Please list each line of the items below that contains the word "yellow", copying every such line in full. Case counts.

* _DATA PROVIDED_:
>> begin

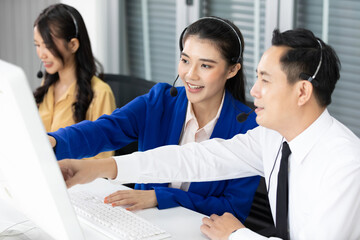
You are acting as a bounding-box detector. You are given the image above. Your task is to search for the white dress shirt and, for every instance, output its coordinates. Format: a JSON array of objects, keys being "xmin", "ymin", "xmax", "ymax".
[
  {"xmin": 169, "ymin": 94, "xmax": 225, "ymax": 191},
  {"xmin": 115, "ymin": 110, "xmax": 360, "ymax": 240}
]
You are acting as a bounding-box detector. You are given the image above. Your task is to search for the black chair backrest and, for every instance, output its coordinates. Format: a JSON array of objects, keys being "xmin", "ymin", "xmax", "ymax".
[{"xmin": 104, "ymin": 74, "xmax": 156, "ymax": 108}]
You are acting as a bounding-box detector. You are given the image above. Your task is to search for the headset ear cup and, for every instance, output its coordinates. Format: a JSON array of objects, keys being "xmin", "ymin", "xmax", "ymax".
[{"xmin": 179, "ymin": 27, "xmax": 187, "ymax": 53}]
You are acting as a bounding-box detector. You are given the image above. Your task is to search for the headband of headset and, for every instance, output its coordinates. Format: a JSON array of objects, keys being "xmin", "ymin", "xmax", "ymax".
[{"xmin": 179, "ymin": 17, "xmax": 242, "ymax": 63}]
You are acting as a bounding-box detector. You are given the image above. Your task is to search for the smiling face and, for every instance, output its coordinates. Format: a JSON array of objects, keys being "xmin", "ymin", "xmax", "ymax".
[
  {"xmin": 178, "ymin": 36, "xmax": 238, "ymax": 110},
  {"xmin": 34, "ymin": 27, "xmax": 75, "ymax": 74},
  {"xmin": 250, "ymin": 46, "xmax": 299, "ymax": 133}
]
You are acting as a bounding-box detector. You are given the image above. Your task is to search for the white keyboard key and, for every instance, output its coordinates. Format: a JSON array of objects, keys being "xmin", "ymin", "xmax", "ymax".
[{"xmin": 69, "ymin": 191, "xmax": 170, "ymax": 240}]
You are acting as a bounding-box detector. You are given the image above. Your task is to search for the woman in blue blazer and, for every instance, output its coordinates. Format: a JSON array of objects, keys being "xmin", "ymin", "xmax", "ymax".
[{"xmin": 49, "ymin": 17, "xmax": 260, "ymax": 221}]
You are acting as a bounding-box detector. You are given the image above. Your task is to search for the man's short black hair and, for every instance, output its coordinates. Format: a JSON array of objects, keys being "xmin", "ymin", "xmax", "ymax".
[{"xmin": 272, "ymin": 28, "xmax": 341, "ymax": 106}]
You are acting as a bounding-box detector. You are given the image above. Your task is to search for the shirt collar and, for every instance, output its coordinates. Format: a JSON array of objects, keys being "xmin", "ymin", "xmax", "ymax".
[
  {"xmin": 289, "ymin": 109, "xmax": 333, "ymax": 163},
  {"xmin": 184, "ymin": 92, "xmax": 225, "ymax": 132}
]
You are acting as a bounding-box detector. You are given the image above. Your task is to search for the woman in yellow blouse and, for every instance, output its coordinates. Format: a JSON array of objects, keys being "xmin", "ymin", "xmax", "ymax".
[{"xmin": 34, "ymin": 4, "xmax": 115, "ymax": 158}]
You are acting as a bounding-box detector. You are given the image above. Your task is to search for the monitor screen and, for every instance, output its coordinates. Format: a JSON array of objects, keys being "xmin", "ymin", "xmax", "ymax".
[{"xmin": 0, "ymin": 60, "xmax": 84, "ymax": 240}]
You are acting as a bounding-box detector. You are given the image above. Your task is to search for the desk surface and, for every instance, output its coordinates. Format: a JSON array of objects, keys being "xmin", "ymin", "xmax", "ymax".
[{"xmin": 0, "ymin": 179, "xmax": 207, "ymax": 240}]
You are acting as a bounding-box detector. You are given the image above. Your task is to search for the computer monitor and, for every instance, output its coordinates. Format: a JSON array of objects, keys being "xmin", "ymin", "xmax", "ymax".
[{"xmin": 0, "ymin": 60, "xmax": 84, "ymax": 240}]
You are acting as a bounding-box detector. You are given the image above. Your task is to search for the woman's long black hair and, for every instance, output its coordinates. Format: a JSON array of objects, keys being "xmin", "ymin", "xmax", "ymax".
[{"xmin": 34, "ymin": 4, "xmax": 102, "ymax": 122}]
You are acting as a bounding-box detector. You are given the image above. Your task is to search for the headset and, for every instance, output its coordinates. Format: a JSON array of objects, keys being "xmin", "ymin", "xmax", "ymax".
[
  {"xmin": 36, "ymin": 8, "xmax": 79, "ymax": 78},
  {"xmin": 299, "ymin": 39, "xmax": 323, "ymax": 86},
  {"xmin": 170, "ymin": 17, "xmax": 242, "ymax": 97}
]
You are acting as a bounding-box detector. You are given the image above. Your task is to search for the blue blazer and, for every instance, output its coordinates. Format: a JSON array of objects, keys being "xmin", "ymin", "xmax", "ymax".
[{"xmin": 49, "ymin": 83, "xmax": 260, "ymax": 221}]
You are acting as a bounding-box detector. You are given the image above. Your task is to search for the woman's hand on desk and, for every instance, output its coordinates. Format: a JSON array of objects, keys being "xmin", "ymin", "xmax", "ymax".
[
  {"xmin": 200, "ymin": 213, "xmax": 245, "ymax": 240},
  {"xmin": 104, "ymin": 190, "xmax": 158, "ymax": 211},
  {"xmin": 58, "ymin": 158, "xmax": 117, "ymax": 188}
]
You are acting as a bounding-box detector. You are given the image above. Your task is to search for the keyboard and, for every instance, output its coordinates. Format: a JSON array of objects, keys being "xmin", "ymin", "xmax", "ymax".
[{"xmin": 69, "ymin": 191, "xmax": 170, "ymax": 240}]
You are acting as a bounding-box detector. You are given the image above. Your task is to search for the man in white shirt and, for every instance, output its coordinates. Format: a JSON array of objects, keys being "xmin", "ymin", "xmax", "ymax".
[{"xmin": 59, "ymin": 29, "xmax": 360, "ymax": 240}]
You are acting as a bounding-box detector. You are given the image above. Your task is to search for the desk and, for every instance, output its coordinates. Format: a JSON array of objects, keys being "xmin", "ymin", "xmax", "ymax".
[{"xmin": 0, "ymin": 179, "xmax": 207, "ymax": 240}]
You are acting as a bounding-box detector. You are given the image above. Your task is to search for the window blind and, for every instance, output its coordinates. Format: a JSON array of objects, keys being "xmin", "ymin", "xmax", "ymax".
[
  {"xmin": 295, "ymin": 0, "xmax": 360, "ymax": 137},
  {"xmin": 125, "ymin": 0, "xmax": 178, "ymax": 83}
]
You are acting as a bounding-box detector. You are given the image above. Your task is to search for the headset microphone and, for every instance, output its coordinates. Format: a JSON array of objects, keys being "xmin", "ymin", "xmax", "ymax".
[
  {"xmin": 236, "ymin": 109, "xmax": 255, "ymax": 123},
  {"xmin": 36, "ymin": 61, "xmax": 44, "ymax": 78},
  {"xmin": 170, "ymin": 75, "xmax": 179, "ymax": 97}
]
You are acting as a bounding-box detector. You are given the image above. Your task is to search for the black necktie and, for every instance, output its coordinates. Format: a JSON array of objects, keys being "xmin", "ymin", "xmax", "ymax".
[{"xmin": 276, "ymin": 142, "xmax": 291, "ymax": 240}]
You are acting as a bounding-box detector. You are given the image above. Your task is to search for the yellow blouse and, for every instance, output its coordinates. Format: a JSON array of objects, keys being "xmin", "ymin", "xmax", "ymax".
[{"xmin": 39, "ymin": 76, "xmax": 116, "ymax": 159}]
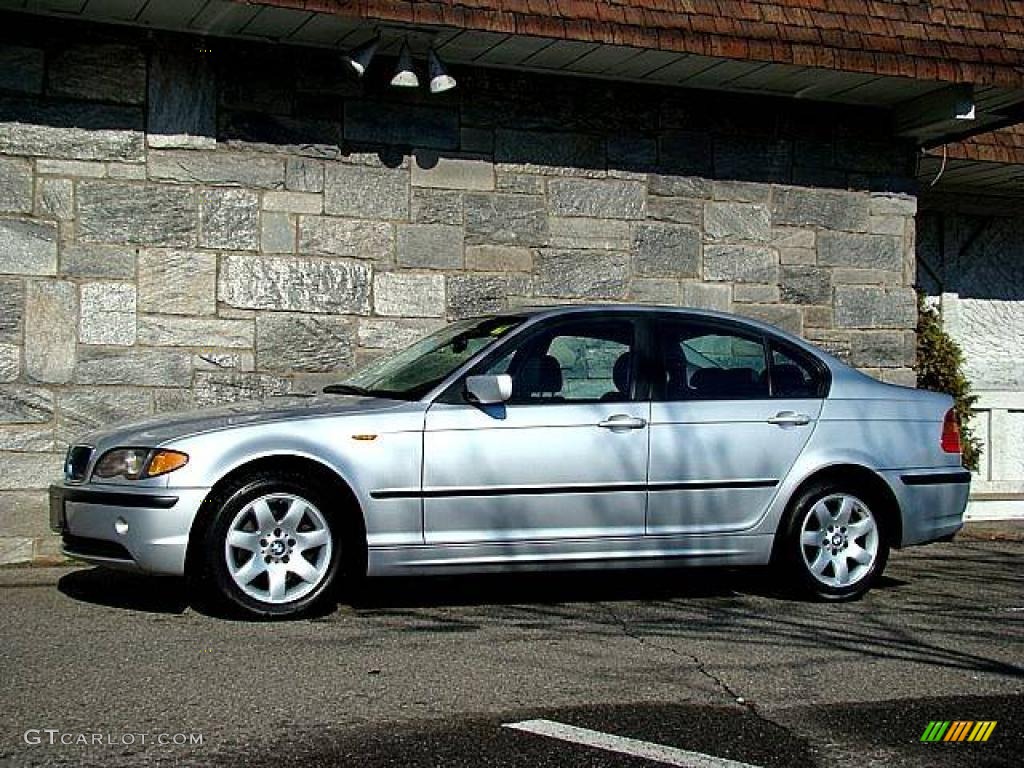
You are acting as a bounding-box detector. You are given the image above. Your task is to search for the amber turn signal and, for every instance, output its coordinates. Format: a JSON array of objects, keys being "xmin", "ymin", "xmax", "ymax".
[{"xmin": 145, "ymin": 451, "xmax": 188, "ymax": 477}]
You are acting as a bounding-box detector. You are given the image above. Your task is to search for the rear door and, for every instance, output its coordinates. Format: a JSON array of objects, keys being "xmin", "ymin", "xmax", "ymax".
[{"xmin": 647, "ymin": 318, "xmax": 824, "ymax": 535}]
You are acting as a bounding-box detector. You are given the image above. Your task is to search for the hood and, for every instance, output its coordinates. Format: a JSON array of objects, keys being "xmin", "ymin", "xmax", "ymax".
[{"xmin": 76, "ymin": 394, "xmax": 409, "ymax": 447}]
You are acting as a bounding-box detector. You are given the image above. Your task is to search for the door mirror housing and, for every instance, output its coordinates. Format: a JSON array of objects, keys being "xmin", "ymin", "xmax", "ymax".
[{"xmin": 466, "ymin": 374, "xmax": 512, "ymax": 406}]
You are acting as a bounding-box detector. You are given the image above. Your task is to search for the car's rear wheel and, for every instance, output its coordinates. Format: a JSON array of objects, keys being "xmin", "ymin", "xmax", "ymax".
[
  {"xmin": 197, "ymin": 474, "xmax": 342, "ymax": 617},
  {"xmin": 780, "ymin": 485, "xmax": 889, "ymax": 600}
]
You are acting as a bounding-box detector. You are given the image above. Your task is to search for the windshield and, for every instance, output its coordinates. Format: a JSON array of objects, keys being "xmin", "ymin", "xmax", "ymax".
[{"xmin": 324, "ymin": 316, "xmax": 525, "ymax": 400}]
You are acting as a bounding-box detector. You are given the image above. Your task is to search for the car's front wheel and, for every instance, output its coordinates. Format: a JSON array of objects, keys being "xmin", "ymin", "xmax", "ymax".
[
  {"xmin": 197, "ymin": 474, "xmax": 342, "ymax": 617},
  {"xmin": 780, "ymin": 485, "xmax": 889, "ymax": 600}
]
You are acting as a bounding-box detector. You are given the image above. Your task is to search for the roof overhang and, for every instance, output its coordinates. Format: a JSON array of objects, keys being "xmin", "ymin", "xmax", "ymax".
[{"xmin": 0, "ymin": 0, "xmax": 1024, "ymax": 160}]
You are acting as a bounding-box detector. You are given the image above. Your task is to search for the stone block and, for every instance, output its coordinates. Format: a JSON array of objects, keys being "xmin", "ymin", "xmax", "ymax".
[
  {"xmin": 466, "ymin": 246, "xmax": 534, "ymax": 272},
  {"xmin": 0, "ymin": 453, "xmax": 63, "ymax": 489},
  {"xmin": 36, "ymin": 178, "xmax": 75, "ymax": 221},
  {"xmin": 771, "ymin": 186, "xmax": 870, "ymax": 232},
  {"xmin": 647, "ymin": 173, "xmax": 713, "ymax": 199},
  {"xmin": 285, "ymin": 158, "xmax": 324, "ymax": 193},
  {"xmin": 633, "ymin": 221, "xmax": 700, "ymax": 278},
  {"xmin": 849, "ymin": 331, "xmax": 913, "ymax": 368},
  {"xmin": 0, "ymin": 278, "xmax": 25, "ymax": 343},
  {"xmin": 356, "ymin": 317, "xmax": 443, "ymax": 350},
  {"xmin": 217, "ymin": 255, "xmax": 372, "ymax": 314},
  {"xmin": 138, "ymin": 314, "xmax": 253, "ymax": 349},
  {"xmin": 374, "ymin": 272, "xmax": 445, "ymax": 317},
  {"xmin": 0, "ymin": 219, "xmax": 57, "ymax": 274},
  {"xmin": 0, "ymin": 158, "xmax": 32, "ymax": 213},
  {"xmin": 703, "ymin": 202, "xmax": 771, "ymax": 243},
  {"xmin": 683, "ymin": 282, "xmax": 732, "ymax": 312},
  {"xmin": 199, "ymin": 189, "xmax": 259, "ymax": 251},
  {"xmin": 0, "ymin": 344, "xmax": 22, "ymax": 384},
  {"xmin": 0, "ymin": 424, "xmax": 58, "ymax": 453},
  {"xmin": 78, "ymin": 181, "xmax": 196, "ymax": 247},
  {"xmin": 836, "ymin": 286, "xmax": 918, "ymax": 329},
  {"xmin": 259, "ymin": 211, "xmax": 296, "ymax": 253},
  {"xmin": 647, "ymin": 197, "xmax": 703, "ymax": 226},
  {"xmin": 548, "ymin": 217, "xmax": 633, "ymax": 251},
  {"xmin": 447, "ymin": 274, "xmax": 530, "ymax": 319},
  {"xmin": 495, "ymin": 168, "xmax": 544, "ymax": 195},
  {"xmin": 548, "ymin": 178, "xmax": 647, "ymax": 219},
  {"xmin": 779, "ymin": 265, "xmax": 833, "ymax": 304},
  {"xmin": 138, "ymin": 250, "xmax": 217, "ymax": 315},
  {"xmin": 734, "ymin": 304, "xmax": 804, "ymax": 336},
  {"xmin": 194, "ymin": 371, "xmax": 292, "ymax": 408},
  {"xmin": 712, "ymin": 179, "xmax": 771, "ymax": 206},
  {"xmin": 299, "ymin": 216, "xmax": 394, "ymax": 261},
  {"xmin": 0, "ymin": 97, "xmax": 145, "ymax": 161},
  {"xmin": 397, "ymin": 224, "xmax": 464, "ymax": 269},
  {"xmin": 75, "ymin": 347, "xmax": 193, "ymax": 387},
  {"xmin": 412, "ymin": 153, "xmax": 495, "ymax": 191},
  {"xmin": 412, "ymin": 189, "xmax": 463, "ymax": 226},
  {"xmin": 345, "ymin": 99, "xmax": 459, "ymax": 150},
  {"xmin": 256, "ymin": 314, "xmax": 355, "ymax": 373},
  {"xmin": 324, "ymin": 163, "xmax": 409, "ymax": 219},
  {"xmin": 147, "ymin": 150, "xmax": 285, "ymax": 189},
  {"xmin": 78, "ymin": 283, "xmax": 135, "ymax": 346},
  {"xmin": 630, "ymin": 278, "xmax": 683, "ymax": 306},
  {"xmin": 534, "ymin": 249, "xmax": 631, "ymax": 299},
  {"xmin": 817, "ymin": 232, "xmax": 903, "ymax": 270},
  {"xmin": 57, "ymin": 387, "xmax": 153, "ymax": 444},
  {"xmin": 465, "ymin": 193, "xmax": 548, "ymax": 247},
  {"xmin": 25, "ymin": 281, "xmax": 78, "ymax": 384},
  {"xmin": 0, "ymin": 386, "xmax": 53, "ymax": 424},
  {"xmin": 732, "ymin": 283, "xmax": 779, "ymax": 304},
  {"xmin": 146, "ymin": 47, "xmax": 217, "ymax": 148},
  {"xmin": 47, "ymin": 41, "xmax": 145, "ymax": 104},
  {"xmin": 703, "ymin": 245, "xmax": 778, "ymax": 283},
  {"xmin": 263, "ymin": 191, "xmax": 324, "ymax": 214},
  {"xmin": 0, "ymin": 45, "xmax": 46, "ymax": 94}
]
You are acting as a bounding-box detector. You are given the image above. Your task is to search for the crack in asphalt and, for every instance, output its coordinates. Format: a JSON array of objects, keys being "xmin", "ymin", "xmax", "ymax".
[{"xmin": 597, "ymin": 601, "xmax": 805, "ymax": 757}]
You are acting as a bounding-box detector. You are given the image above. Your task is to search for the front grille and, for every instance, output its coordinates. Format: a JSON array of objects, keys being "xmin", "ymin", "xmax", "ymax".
[
  {"xmin": 61, "ymin": 534, "xmax": 132, "ymax": 562},
  {"xmin": 65, "ymin": 445, "xmax": 92, "ymax": 482}
]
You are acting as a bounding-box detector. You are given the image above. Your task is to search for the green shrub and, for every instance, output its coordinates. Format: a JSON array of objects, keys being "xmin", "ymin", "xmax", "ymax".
[{"xmin": 916, "ymin": 292, "xmax": 981, "ymax": 471}]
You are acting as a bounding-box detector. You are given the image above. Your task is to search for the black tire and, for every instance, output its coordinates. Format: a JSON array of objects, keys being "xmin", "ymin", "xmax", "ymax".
[
  {"xmin": 773, "ymin": 482, "xmax": 891, "ymax": 602},
  {"xmin": 191, "ymin": 472, "xmax": 347, "ymax": 618}
]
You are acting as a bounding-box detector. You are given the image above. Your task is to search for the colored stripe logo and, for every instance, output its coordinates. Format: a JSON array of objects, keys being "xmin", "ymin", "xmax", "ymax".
[{"xmin": 921, "ymin": 720, "xmax": 997, "ymax": 741}]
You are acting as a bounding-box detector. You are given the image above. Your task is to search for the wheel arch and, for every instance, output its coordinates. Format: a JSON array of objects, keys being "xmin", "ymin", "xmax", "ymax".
[
  {"xmin": 185, "ymin": 454, "xmax": 367, "ymax": 577},
  {"xmin": 771, "ymin": 463, "xmax": 903, "ymax": 562}
]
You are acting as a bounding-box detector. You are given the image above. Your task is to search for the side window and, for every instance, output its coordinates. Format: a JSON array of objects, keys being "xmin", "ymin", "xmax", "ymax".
[
  {"xmin": 771, "ymin": 343, "xmax": 823, "ymax": 398},
  {"xmin": 658, "ymin": 324, "xmax": 768, "ymax": 400},
  {"xmin": 487, "ymin": 321, "xmax": 634, "ymax": 404}
]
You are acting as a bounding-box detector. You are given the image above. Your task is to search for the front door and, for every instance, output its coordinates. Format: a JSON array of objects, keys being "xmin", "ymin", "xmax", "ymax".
[
  {"xmin": 647, "ymin": 319, "xmax": 823, "ymax": 535},
  {"xmin": 423, "ymin": 317, "xmax": 650, "ymax": 544}
]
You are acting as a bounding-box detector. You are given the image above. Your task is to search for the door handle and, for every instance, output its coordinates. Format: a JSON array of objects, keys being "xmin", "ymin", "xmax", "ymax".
[
  {"xmin": 597, "ymin": 414, "xmax": 647, "ymax": 431},
  {"xmin": 768, "ymin": 411, "xmax": 811, "ymax": 427}
]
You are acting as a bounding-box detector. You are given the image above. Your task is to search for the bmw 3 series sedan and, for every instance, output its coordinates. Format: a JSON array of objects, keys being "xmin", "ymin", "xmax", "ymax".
[{"xmin": 50, "ymin": 305, "xmax": 970, "ymax": 616}]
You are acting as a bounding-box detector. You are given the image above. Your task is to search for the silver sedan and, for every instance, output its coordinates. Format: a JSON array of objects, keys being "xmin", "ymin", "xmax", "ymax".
[{"xmin": 50, "ymin": 305, "xmax": 970, "ymax": 616}]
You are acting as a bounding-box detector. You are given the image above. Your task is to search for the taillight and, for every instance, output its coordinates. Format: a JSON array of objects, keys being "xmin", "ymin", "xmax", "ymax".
[{"xmin": 942, "ymin": 409, "xmax": 961, "ymax": 454}]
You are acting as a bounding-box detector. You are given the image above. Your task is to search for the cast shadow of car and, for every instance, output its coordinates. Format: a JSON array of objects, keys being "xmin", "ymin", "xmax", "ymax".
[{"xmin": 57, "ymin": 567, "xmax": 905, "ymax": 618}]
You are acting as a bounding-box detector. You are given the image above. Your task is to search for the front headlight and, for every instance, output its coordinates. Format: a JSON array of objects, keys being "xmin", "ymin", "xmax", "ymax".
[{"xmin": 92, "ymin": 449, "xmax": 188, "ymax": 480}]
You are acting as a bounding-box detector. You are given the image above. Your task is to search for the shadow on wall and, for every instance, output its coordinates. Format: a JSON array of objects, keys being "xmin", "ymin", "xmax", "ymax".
[{"xmin": 0, "ymin": 16, "xmax": 914, "ymax": 191}]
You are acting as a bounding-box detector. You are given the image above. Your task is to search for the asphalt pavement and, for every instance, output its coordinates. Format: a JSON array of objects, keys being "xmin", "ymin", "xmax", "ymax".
[{"xmin": 0, "ymin": 536, "xmax": 1024, "ymax": 768}]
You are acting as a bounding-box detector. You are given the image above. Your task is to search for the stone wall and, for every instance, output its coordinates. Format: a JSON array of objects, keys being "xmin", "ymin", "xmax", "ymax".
[{"xmin": 0, "ymin": 15, "xmax": 915, "ymax": 559}]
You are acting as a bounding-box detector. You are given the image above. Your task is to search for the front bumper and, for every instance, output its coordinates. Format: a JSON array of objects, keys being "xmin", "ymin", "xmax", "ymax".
[{"xmin": 50, "ymin": 484, "xmax": 210, "ymax": 575}]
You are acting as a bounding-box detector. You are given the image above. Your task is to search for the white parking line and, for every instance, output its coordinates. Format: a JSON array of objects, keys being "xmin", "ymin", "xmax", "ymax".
[{"xmin": 502, "ymin": 720, "xmax": 758, "ymax": 768}]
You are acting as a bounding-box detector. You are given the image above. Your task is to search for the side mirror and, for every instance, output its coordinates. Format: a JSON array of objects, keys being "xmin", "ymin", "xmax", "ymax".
[{"xmin": 466, "ymin": 374, "xmax": 512, "ymax": 406}]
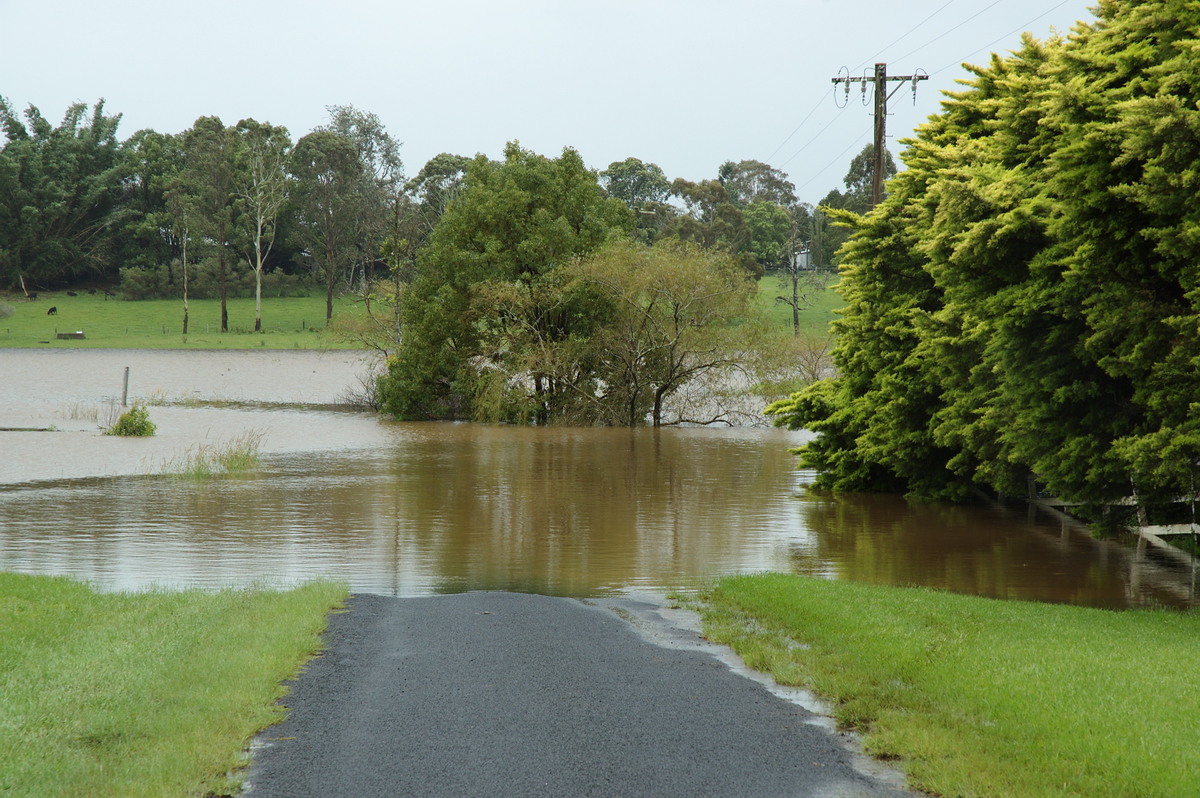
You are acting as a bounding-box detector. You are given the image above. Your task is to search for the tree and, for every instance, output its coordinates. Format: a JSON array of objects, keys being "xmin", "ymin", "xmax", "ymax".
[
  {"xmin": 817, "ymin": 144, "xmax": 896, "ymax": 263},
  {"xmin": 662, "ymin": 178, "xmax": 762, "ymax": 275},
  {"xmin": 571, "ymin": 240, "xmax": 755, "ymax": 427},
  {"xmin": 775, "ymin": 0, "xmax": 1200, "ymax": 505},
  {"xmin": 290, "ymin": 130, "xmax": 364, "ymax": 326},
  {"xmin": 380, "ymin": 142, "xmax": 632, "ymax": 420},
  {"xmin": 179, "ymin": 116, "xmax": 238, "ymax": 332},
  {"xmin": 317, "ymin": 106, "xmax": 404, "ymax": 291},
  {"xmin": 0, "ymin": 97, "xmax": 121, "ymax": 287},
  {"xmin": 716, "ymin": 161, "xmax": 797, "ymax": 209},
  {"xmin": 600, "ymin": 158, "xmax": 671, "ymax": 212},
  {"xmin": 234, "ymin": 119, "xmax": 292, "ymax": 332},
  {"xmin": 821, "ymin": 144, "xmax": 896, "ymax": 214}
]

>> end

* _THE COMPLETED TASK_:
You are acting as a bounding-box detector. You are given the image above. Your task is to search for the woman in yellow blouse and, for every instance, output its coordinates. Format: a JSON array of objects, keys being "xmin", "ymin", "xmax", "ymax".
You are acting as a bounding-box detector. You are given the image above. Your task is to search for the yellow blouse and, for every instance, output its coordinates. Format: a JSON array of objects, keys being "xmin", "ymin", "xmax", "ymax".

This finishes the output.